## Objective
Extract every line in the data below that contains the word "frame", and copy each of those lines in full.
── Entries ──
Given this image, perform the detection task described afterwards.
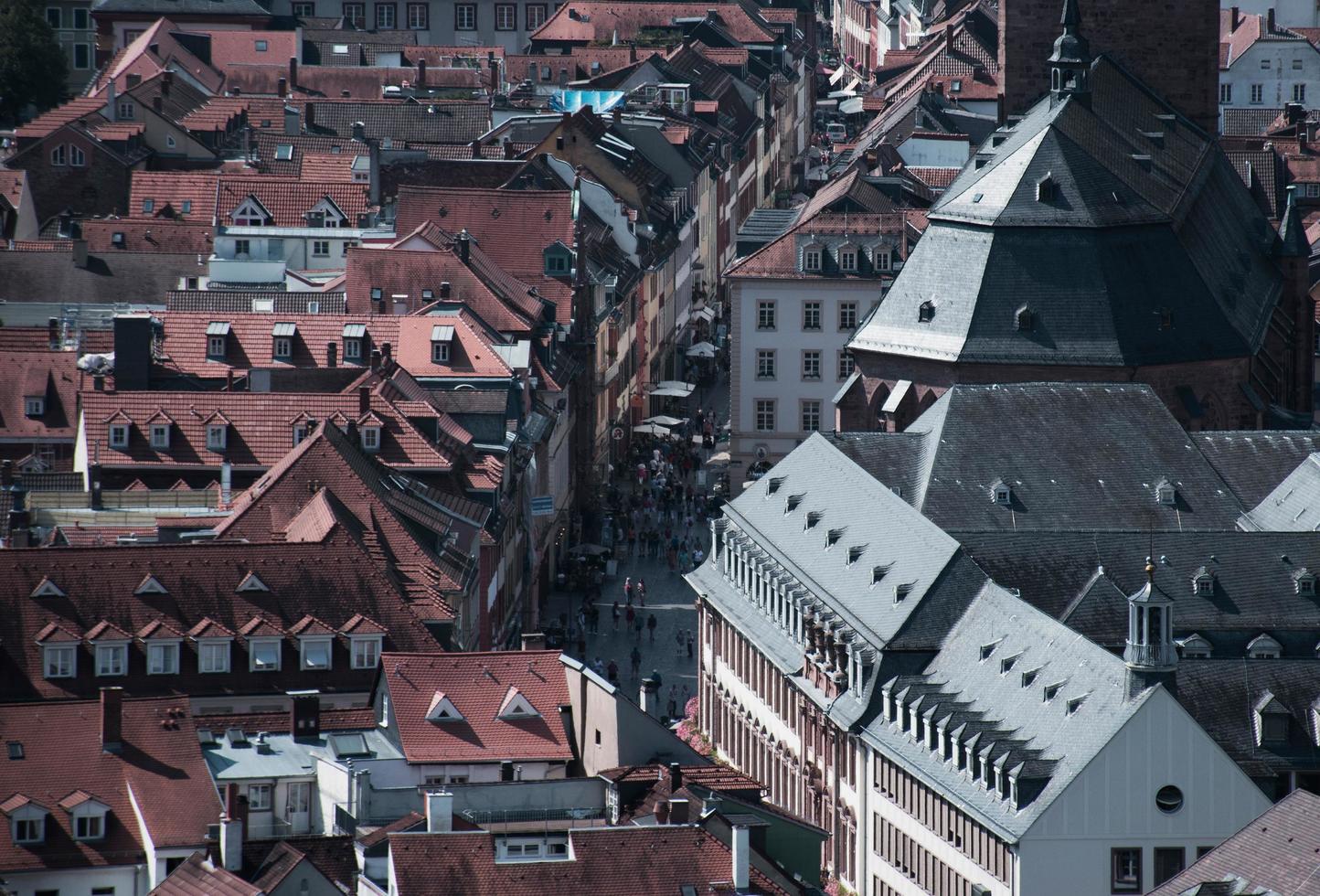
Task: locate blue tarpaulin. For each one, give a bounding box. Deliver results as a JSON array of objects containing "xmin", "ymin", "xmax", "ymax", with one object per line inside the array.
[{"xmin": 550, "ymin": 90, "xmax": 623, "ymax": 112}]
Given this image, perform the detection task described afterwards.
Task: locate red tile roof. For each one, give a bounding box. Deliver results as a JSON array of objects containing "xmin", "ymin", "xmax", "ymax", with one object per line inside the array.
[
  {"xmin": 0, "ymin": 528, "xmax": 440, "ymax": 701},
  {"xmin": 215, "ymin": 176, "xmax": 368, "ymax": 227},
  {"xmin": 0, "ymin": 349, "xmax": 82, "ymax": 443},
  {"xmin": 0, "ymin": 691, "xmax": 220, "ymax": 875},
  {"xmin": 83, "ymin": 385, "xmax": 452, "ymax": 471},
  {"xmin": 380, "ymin": 651, "xmax": 573, "ymax": 765},
  {"xmin": 128, "ymin": 172, "xmax": 219, "ymax": 224},
  {"xmin": 160, "ymin": 312, "xmax": 401, "ymax": 379},
  {"xmin": 82, "ymin": 218, "xmax": 215, "ymax": 256},
  {"xmin": 530, "ymin": 0, "xmax": 779, "ymax": 44},
  {"xmin": 395, "ymin": 186, "xmax": 575, "ymax": 321},
  {"xmin": 346, "ymin": 245, "xmax": 536, "ymax": 329},
  {"xmin": 389, "ymin": 825, "xmax": 785, "ymax": 896}
]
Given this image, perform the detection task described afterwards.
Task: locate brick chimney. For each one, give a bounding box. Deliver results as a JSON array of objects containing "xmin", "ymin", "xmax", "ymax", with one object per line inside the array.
[{"xmin": 101, "ymin": 688, "xmax": 124, "ymax": 753}]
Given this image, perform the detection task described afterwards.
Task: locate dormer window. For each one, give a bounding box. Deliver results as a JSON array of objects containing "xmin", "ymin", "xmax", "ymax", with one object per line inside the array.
[
  {"xmin": 298, "ymin": 636, "xmax": 331, "ymax": 672},
  {"xmin": 1293, "ymin": 566, "xmax": 1316, "ymax": 598},
  {"xmin": 110, "ymin": 423, "xmax": 128, "ymax": 449},
  {"xmin": 431, "ymin": 324, "xmax": 454, "ymax": 364},
  {"xmin": 206, "ymin": 321, "xmax": 229, "ymax": 360},
  {"xmin": 271, "ymin": 322, "xmax": 298, "ymax": 360}
]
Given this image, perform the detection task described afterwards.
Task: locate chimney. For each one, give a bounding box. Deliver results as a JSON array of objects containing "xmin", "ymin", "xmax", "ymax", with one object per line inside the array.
[
  {"xmin": 669, "ymin": 797, "xmax": 692, "ymax": 825},
  {"xmin": 732, "ymin": 825, "xmax": 751, "ymax": 891},
  {"xmin": 426, "ymin": 791, "xmax": 454, "ymax": 834},
  {"xmin": 220, "ymin": 807, "xmax": 243, "ymax": 873},
  {"xmin": 101, "ymin": 688, "xmax": 124, "ymax": 753},
  {"xmin": 289, "ymin": 691, "xmax": 321, "ymax": 738}
]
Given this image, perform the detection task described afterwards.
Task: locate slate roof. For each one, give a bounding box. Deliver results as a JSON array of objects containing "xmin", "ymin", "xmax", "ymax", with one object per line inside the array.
[
  {"xmin": 0, "ymin": 691, "xmax": 220, "ymax": 875},
  {"xmin": 1176, "ymin": 656, "xmax": 1320, "ymax": 781},
  {"xmin": 389, "ymin": 825, "xmax": 785, "ymax": 896},
  {"xmin": 83, "ymin": 389, "xmax": 452, "ymax": 471},
  {"xmin": 827, "ymin": 383, "xmax": 1243, "ymax": 533},
  {"xmin": 0, "ymin": 529, "xmax": 440, "ymax": 701},
  {"xmin": 300, "ymin": 99, "xmax": 491, "ymax": 144},
  {"xmin": 1150, "ymin": 791, "xmax": 1320, "ymax": 896},
  {"xmin": 0, "ymin": 349, "xmax": 82, "ymax": 444},
  {"xmin": 851, "ymin": 57, "xmax": 1282, "ymax": 367},
  {"xmin": 380, "ymin": 651, "xmax": 573, "ymax": 764}
]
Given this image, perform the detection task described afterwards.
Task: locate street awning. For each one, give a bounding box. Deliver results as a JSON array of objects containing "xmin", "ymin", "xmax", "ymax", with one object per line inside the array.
[{"xmin": 880, "ymin": 380, "xmax": 912, "ymax": 414}]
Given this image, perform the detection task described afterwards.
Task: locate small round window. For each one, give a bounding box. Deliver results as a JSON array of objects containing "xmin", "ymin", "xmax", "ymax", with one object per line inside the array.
[{"xmin": 1155, "ymin": 784, "xmax": 1183, "ymax": 815}]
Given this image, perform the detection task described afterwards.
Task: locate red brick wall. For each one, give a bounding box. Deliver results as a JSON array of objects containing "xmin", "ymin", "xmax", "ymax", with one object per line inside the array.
[
  {"xmin": 999, "ymin": 0, "xmax": 1219, "ymax": 133},
  {"xmin": 838, "ymin": 352, "xmax": 1269, "ymax": 432},
  {"xmin": 9, "ymin": 132, "xmax": 130, "ymax": 221}
]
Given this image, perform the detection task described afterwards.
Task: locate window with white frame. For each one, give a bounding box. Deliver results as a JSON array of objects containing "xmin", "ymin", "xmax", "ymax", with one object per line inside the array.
[
  {"xmin": 42, "ymin": 644, "xmax": 78, "ymax": 678},
  {"xmin": 803, "ymin": 399, "xmax": 821, "ymax": 432},
  {"xmin": 301, "ymin": 637, "xmax": 330, "ymax": 670},
  {"xmin": 146, "ymin": 641, "xmax": 178, "ymax": 676},
  {"xmin": 838, "ymin": 348, "xmax": 857, "ymax": 380},
  {"xmin": 96, "ymin": 644, "xmax": 128, "ymax": 676},
  {"xmin": 197, "ymin": 639, "xmax": 229, "ymax": 675},
  {"xmin": 248, "ymin": 637, "xmax": 280, "ymax": 672},
  {"xmin": 350, "ymin": 637, "xmax": 381, "ymax": 669},
  {"xmin": 248, "ymin": 784, "xmax": 274, "ymax": 812}
]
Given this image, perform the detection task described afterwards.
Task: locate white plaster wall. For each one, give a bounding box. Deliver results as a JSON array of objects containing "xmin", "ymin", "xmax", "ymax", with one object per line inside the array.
[{"xmin": 1020, "ymin": 688, "xmax": 1270, "ymax": 896}]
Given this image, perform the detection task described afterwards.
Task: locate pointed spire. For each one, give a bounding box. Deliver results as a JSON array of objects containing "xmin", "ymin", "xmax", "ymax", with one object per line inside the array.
[{"xmin": 1276, "ymin": 185, "xmax": 1311, "ymax": 259}]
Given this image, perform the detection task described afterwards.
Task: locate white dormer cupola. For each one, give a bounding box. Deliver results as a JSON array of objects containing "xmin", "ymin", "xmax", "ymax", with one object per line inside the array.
[
  {"xmin": 1123, "ymin": 557, "xmax": 1177, "ymax": 672},
  {"xmin": 426, "ymin": 690, "xmax": 463, "ymax": 723}
]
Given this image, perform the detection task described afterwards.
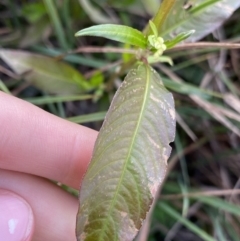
───
## Solution to the exercise
Task: locate window with white frame. For each one, give a bounding box. Deliver results as a JSON array of objects containing "xmin", "ymin", "xmax", "ymax", with one object per line inside the array.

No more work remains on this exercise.